Object location annotation data:
## start

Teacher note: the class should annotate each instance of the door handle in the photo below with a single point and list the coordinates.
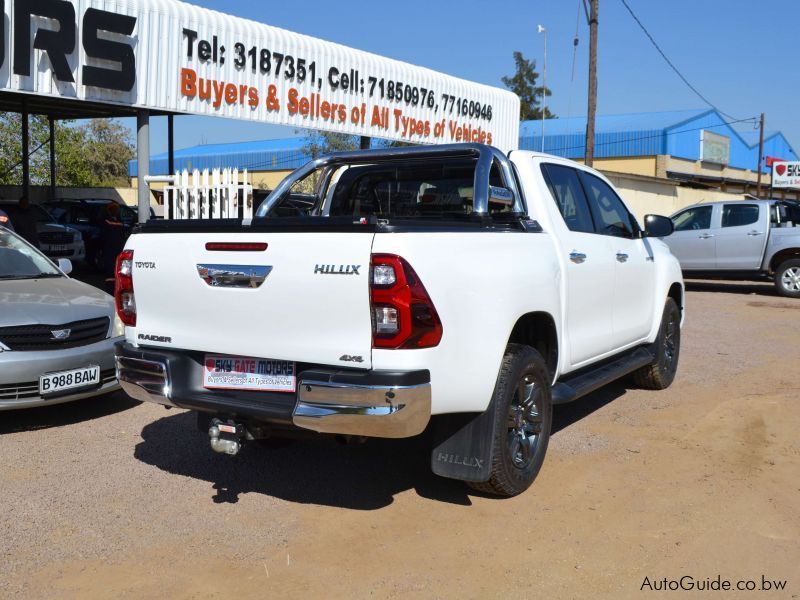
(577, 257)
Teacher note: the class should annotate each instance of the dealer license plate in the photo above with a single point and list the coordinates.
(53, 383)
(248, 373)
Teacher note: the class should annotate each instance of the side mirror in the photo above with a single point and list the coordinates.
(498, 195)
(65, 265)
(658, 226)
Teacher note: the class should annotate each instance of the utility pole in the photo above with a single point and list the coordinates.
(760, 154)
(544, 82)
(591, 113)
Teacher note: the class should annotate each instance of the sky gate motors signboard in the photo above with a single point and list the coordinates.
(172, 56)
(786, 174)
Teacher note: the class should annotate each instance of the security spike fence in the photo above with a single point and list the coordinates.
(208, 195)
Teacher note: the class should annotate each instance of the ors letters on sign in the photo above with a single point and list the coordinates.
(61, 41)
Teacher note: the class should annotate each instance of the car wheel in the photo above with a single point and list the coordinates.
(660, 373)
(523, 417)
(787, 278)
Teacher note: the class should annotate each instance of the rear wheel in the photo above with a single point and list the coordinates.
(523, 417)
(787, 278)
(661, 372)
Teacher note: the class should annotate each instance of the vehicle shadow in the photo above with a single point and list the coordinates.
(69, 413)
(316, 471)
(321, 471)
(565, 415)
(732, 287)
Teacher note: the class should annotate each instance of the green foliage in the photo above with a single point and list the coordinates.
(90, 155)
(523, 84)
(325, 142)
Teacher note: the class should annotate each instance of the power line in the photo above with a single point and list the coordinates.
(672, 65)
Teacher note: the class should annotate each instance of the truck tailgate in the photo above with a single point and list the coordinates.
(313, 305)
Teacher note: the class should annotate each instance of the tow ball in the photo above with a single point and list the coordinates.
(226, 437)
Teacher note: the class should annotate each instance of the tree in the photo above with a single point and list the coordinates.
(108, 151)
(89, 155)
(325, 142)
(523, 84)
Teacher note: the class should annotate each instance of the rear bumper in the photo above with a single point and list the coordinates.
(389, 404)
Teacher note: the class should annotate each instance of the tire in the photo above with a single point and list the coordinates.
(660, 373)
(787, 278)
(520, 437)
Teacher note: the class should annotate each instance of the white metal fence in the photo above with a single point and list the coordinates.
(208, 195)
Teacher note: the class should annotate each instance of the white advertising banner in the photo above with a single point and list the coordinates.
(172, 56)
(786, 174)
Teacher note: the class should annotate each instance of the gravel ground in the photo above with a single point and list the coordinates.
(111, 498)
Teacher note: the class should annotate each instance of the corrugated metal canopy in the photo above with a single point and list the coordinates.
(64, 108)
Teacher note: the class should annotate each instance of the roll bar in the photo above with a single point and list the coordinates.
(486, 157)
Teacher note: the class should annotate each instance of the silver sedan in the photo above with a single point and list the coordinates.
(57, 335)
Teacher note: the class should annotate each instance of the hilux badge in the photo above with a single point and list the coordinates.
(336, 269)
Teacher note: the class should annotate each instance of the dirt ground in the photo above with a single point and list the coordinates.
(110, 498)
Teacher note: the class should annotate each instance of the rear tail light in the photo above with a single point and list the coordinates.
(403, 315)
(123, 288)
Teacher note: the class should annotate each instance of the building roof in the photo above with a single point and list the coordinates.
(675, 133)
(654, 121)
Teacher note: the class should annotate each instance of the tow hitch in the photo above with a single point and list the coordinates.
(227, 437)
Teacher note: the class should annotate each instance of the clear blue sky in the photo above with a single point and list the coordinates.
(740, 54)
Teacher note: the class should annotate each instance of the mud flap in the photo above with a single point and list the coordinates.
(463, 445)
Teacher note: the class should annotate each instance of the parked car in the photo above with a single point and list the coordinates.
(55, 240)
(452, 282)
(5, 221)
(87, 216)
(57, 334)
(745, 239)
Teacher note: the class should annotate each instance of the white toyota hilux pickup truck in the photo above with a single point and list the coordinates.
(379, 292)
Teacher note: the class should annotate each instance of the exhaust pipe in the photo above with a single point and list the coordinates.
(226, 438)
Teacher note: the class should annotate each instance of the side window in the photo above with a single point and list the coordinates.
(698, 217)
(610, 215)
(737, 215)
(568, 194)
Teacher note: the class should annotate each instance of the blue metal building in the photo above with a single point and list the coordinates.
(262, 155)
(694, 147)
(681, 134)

## end

(The task): Write out again every line from the one containing "the side window" through the end of the entries. Shift each coordinate by adding 119 to both of its numbers, and keep all other wording unchanged.

(Output of the task):
Teacher note: the class should annotate each instance of the side window in the photo above with a single point and list the coordinates.
(817, 336)
(729, 334)
(856, 334)
(687, 313)
Teacher note: the class should annotate each instance of the blue metal building in the photo above with a single point and list the coordinates.
(381, 274)
(813, 266)
(800, 253)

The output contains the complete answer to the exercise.